Synchronization of Adolescent Blood Pressure and Pubertal Somatic Growth

Wanzhu Tu 1, George J Eckert 1, Chandan Saha 1, J Howard Pratt 1
PMCID: PMC2795652  PMID: 19850686

Abstract

Background: Blood pressure (BP) and growth increase at an accelerated rate during puberty. The temporal relationship of the two events has not been well characterized.

Objective: The purpose of this current investigation was to examine the rate of BP change in relation to pubertal growth with the intent to shed light on new mechanisms by which BP is regulated.

Methods: We examined data from a cohort of 182 normotensive children who had measurements made semiannually for up to 12 yr. From the recorded heights, we identified the subject-specific pubertal growth spurt (PGS) using a growth curve model. With the estimated PGS as an anchoring point, we obtained the rates at which BP and weight changed as continuous functions of time for the duration of pubertal growth. Examining BP on a scale relative to PGS placed BP development in the context of pubertal growth.

Results: Average ages at PGS were 11.5 for girls and 13.3 for boys. Fitted spline models estimated that at the time of PGS, the mean systolic BP was 100 mm Hg for girls and 107 mm Hg for boys; the mean diastolic BP at the PGS was 59 mm Hg for girls and 61 mm Hg for boys. The most intriguing observation was that rate of change in systolic BP and weight peaked at precisely the estimated PGS.

Conclusion: The time synchronization of rates of change in BP, weight, and height suggests common regulating mechanisms for somatic growth and BP or growth changes that secondarily affect BP.

Pubertal increases in growth and blood pressure peak at precisely the same age.

Puberty results from a complex series of interacting influences that are driven by increases in production of gonadal hormones. Blood pressure (BP) increases at an accelerated rate during puberty (1,2,3,4), and more so in males than in females (5). After the age of about 1 yr (6), the normal BP increases more during puberty than probably at any other time in an individual’s lifetime. Much the same holds true for growth (7). How closely related BP is to the accelerated growth could provide new insights into BP regulation and the underpinnings for future risk of hypertension. To date, there have been few studies where BP was measured repeatedly during puberty to allow for an accurate quantification of the rate and time pattern of the increase. Although limited data suggest that the BP spurt (maximal rate of change in BP) roughly coincides with growth spurt (maximal rate of change in height) during puberty, the precise timing of the events remains uncertain (8). Nor is it clear as to the rate at which BP increases before and after the pubertal spurt in growth. For children going through puberty, much of the rise in BP is accompanied by an increase in height (9,10). Because at this age, height is a known correlate of BP (11), we examined the change in BP over time within the context of somatic growth. A detailed description of the temporal patterns for increases in BP, weight, and linear growth could shed light on mechanisms influencing both; time synchronization between BP and growth may suggest the existence of shared regulating factors.

**Questions**
1 - Reproduce the passage of the article on adolescent blood pressure and pubertal growth that runs from "Results: Average ages" up to and including "secondarily affect BP.".
2 - Carry on the article on adolescent blood pressure and pubertal growth from the point at which it ends.

**Dataset content**

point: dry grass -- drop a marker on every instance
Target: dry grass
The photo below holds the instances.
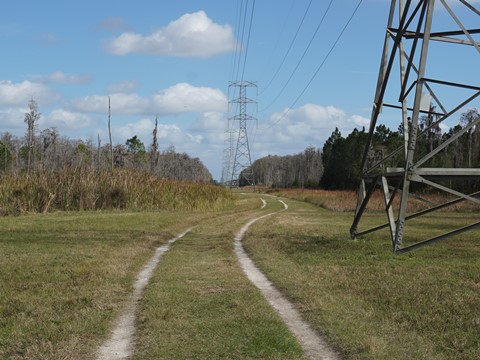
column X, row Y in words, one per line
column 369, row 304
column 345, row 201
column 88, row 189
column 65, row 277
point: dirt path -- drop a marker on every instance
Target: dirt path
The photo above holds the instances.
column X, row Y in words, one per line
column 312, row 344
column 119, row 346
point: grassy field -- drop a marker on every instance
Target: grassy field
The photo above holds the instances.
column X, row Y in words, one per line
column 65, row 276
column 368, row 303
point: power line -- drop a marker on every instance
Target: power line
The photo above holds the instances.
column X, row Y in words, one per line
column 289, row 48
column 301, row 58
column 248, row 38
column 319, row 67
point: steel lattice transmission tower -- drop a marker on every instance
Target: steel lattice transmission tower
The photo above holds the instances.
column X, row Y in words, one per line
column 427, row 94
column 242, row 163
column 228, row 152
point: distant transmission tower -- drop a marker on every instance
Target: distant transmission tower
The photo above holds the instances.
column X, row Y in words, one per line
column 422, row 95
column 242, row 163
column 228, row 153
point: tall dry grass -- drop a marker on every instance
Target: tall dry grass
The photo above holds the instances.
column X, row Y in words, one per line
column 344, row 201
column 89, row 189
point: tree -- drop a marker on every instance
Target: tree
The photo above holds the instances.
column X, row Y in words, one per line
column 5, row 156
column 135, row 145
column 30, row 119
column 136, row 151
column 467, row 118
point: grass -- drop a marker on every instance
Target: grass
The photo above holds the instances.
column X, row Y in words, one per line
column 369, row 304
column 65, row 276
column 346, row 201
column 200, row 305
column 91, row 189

**Task-by-task results**
1 -
Results: Average ages at PGS were 11.5 for girls and 13.3 for boys. Fitted spline models estimated that at the time of PGS, the mean systolic BP was 100 mm Hg for girls and 107 mm Hg for boys; the mean diastolic BP at the PGS was 59 mm Hg for girls and 61 mm Hg for boys. The most intriguing observation was that rate of change in systolic BP and weight peaked at precisely the estimated PGS.

Conclusion: The time synchronization of rates of change in BP, weight, and height suggests common regulating mechanisms for somatic growth and BP or growth changes that secondarily affect BP.

2 -
The primary focus of the current study was to describe the rate of BP change for the duration of pubertal growth. In doing so, we were able to examine the time synchronization between physical growth (weight and height) and the increase in BP. To the best of our knowledge, the exact time coordination between BP and somatic growth has not been described previously.

Subjects and Methods

Subjects and study design

The study design and data collection process have been previously described (12). Briefly, healthy normotensive white and African-American children were recruited from local schools to participate in a cohort study. Because the primary objective was to describe BP development during pubertal growth, we excluded those who had entered the study after the age of 10 as well as those who had withdrawn before the age of 17. To ensure the fitting of the subject-specific growth curve models, we also excluded subjects who had fewer than 10 measurements of height. The study protocol was approved by a local Institutional Review Board. All participants (or their parents) provided written informed consent.

BP and height measurements

BP and height data were collected semiannually during the course of follow-up. BP was measured in the right arm with a random zero sphygmomanometer while the subject was in a seated position. Three readings were obtained, and the average of the last two readings was used as the final BP measurement. Height and weight were measured as previously described (13).

Identification of pubertal growth spurt (PGS)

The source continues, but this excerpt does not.